SET EXERCISE: Copy the chicken recipe below word for word, from its first line to its last.

PASSAGE TO READ:
»»

Mix the finely garlic, chilli, crystallised ginger, dark brown sugar and shallot together. A blender or processor can be used also but do not over process.

Step 2

Rub the mix into the whole chicken pieces then place in a glass or plastic bowl and leave covered in the refrigerator to marinate for 30 minutes to one hour. (NOTE: Use a non reactive bowl for this process).

Step 3

Keeping the marinade for later ~ Remove the chicken pieces out of the marinade & smear a large frying pan with oil.

Step 4

Heat the frying pan until hot and place chicken pieces skin side down.

Step 5

Fry the chicken ~ hot and quick until browned well.

Step 6

Turn the chicken pieces over and brown the other side & remove chicken pieces from pan

Step 7

Using the same frying pan ~ On a medium heat, add the honey, stir through, and then add the chicken stock and the leftover marinade from the bowl & bring to a simmer.

««

STORED RECORDS:
»»

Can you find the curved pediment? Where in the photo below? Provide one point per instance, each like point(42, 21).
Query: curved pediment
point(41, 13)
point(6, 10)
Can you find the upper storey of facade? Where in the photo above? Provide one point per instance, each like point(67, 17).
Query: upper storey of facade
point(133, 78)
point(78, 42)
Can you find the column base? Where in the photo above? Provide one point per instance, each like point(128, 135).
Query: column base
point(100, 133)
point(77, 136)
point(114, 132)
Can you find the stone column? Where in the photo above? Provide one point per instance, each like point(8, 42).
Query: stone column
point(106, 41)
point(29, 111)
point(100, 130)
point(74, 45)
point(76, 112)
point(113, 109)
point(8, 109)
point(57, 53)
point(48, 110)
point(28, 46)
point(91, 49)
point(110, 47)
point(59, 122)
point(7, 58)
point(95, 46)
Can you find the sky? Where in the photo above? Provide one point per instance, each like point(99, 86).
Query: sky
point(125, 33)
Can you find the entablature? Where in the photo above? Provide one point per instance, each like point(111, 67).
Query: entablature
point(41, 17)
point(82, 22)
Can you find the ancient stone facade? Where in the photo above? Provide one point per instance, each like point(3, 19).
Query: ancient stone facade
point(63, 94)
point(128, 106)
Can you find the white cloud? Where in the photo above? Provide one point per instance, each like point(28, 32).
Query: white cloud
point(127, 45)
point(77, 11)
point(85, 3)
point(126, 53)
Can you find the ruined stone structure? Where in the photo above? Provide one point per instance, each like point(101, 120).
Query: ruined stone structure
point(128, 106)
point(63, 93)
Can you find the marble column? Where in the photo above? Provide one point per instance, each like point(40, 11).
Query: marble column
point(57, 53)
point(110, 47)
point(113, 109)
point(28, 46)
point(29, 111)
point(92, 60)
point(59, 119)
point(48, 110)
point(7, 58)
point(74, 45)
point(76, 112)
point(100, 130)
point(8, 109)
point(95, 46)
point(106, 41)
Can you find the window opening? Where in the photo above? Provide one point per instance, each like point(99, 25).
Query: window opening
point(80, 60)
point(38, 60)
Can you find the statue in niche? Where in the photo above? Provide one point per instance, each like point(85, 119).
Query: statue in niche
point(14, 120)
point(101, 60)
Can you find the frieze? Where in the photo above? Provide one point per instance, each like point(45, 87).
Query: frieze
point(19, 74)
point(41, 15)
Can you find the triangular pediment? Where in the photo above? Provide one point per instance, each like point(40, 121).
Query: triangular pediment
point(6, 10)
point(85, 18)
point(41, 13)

««

EXPECTED ANSWER:
Mix the finely garlic, chilli, crystallised ginger, dark brown sugar and shallot together. A blender or processor can be used also but do not over process.

Step 2

Rub the mix into the whole chicken pieces then place in a glass or plastic bowl and leave covered in the refrigerator to marinate for 30 minutes to one hour. (NOTE: Use a non reactive bowl for this process).

Step 3

Keeping the marinade for later ~ Remove the chicken pieces out of the marinade & smear a large frying pan with oil.

Step 4

Heat the frying pan until hot and place chicken pieces skin side down.

Step 5

Fry the chicken ~ hot and quick until browned well.

Step 6

Turn the chicken pieces over and brown the other side & remove chicken pieces from pan

Step 7

Using the same frying pan ~ On a medium heat, add the honey, stir through, and then add the chicken stock and the leftover marinade from the bowl & bring to a simmer.